_Your goal:_
Write out every entry word for word.

↓

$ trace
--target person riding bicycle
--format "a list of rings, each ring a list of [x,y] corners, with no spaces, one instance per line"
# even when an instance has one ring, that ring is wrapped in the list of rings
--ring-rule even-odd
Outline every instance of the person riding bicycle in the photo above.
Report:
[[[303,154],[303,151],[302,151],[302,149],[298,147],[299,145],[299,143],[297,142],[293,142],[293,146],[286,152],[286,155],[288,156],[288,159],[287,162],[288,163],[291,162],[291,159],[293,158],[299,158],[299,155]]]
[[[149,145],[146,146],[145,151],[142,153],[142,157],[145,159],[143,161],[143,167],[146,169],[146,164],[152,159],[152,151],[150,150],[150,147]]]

↑

_Finished answer:_
$ trace
--target person riding bicycle
--format "a list of rings, each ring a list of [x,y] corners, with no spaces, one instance per line"
# even when an instance has one ring, that ring is wrapped in the list of rings
--ring-rule even-odd
Outline every instance of the person riding bicycle in the photo above.
Report:
[[[303,154],[303,151],[302,151],[302,149],[298,147],[299,145],[299,143],[297,142],[293,142],[293,146],[286,152],[286,155],[288,156],[288,159],[287,162],[288,163],[291,162],[291,159],[293,158],[299,158],[299,155]]]
[[[149,145],[146,146],[145,151],[142,153],[142,157],[145,159],[143,161],[143,167],[146,169],[146,164],[152,159],[152,151],[150,150],[150,147]]]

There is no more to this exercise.